§ Passage provided:
***

Technologies

Alley cropping - Agroforestry [France]

agroforesterie intra parcellaire

technologies_5645 - France

Completeness: 88%

1. General information

1.2 Contact details of resource persons and institutions involved in the assessment and documentation of the Technology

Key resource person(s)

SLM specialist:

Pivain Yann

Chambre d’agriculture de Normandie

France

SLM specialist:

Galmel Michel

Ferme des Ruelles

France

Name of project which facilitated the documentation/ evaluation of the Technology (if relevant)
European Interreg project FABulous Farmers
Name of the institution(s) which facilitated the documentation/ evaluation of the Technology (if relevant)
UK Centre for Ecology & Hydrology (CEH) - United Kingdom
Name of the institution(s) which facilitated the documentation/ evaluation of the Technology (if relevant)
Association des Chambres d’agriculture de l’Arc Atlantique (AC3A) - France

1.3 Conditions regarding the use of data documented through WOCAT

The compiler and key resource person(s) accept the conditions regarding the use of data documented through WOCAT:

Ja

1.4 Declaration on sustainability of the described Technology

Is the Technology described here problematic with regard to land degradation, so that it cannot be declared a sustainable land management technology?

***

§ Collected data:
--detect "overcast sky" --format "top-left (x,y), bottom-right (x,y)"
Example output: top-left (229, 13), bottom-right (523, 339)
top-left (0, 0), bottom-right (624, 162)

***

§ Objective: Rewrite the alley cropping page above, everything from "1.3 Conditions regarding" down to "land management technology?", and swap "land degradation" for "soil erosion".

§ Solution:
1.3 Conditions regarding the use of data documented through WOCAT

The compiler and key resource person(s) accept the conditions regarding the use of data documented through WOCAT:

Ja

1.4 Declaration on sustainability of the described Technology

Is the Technology described here problematic with regard to soil erosion, so that it cannot be declared a sustainable land management technology?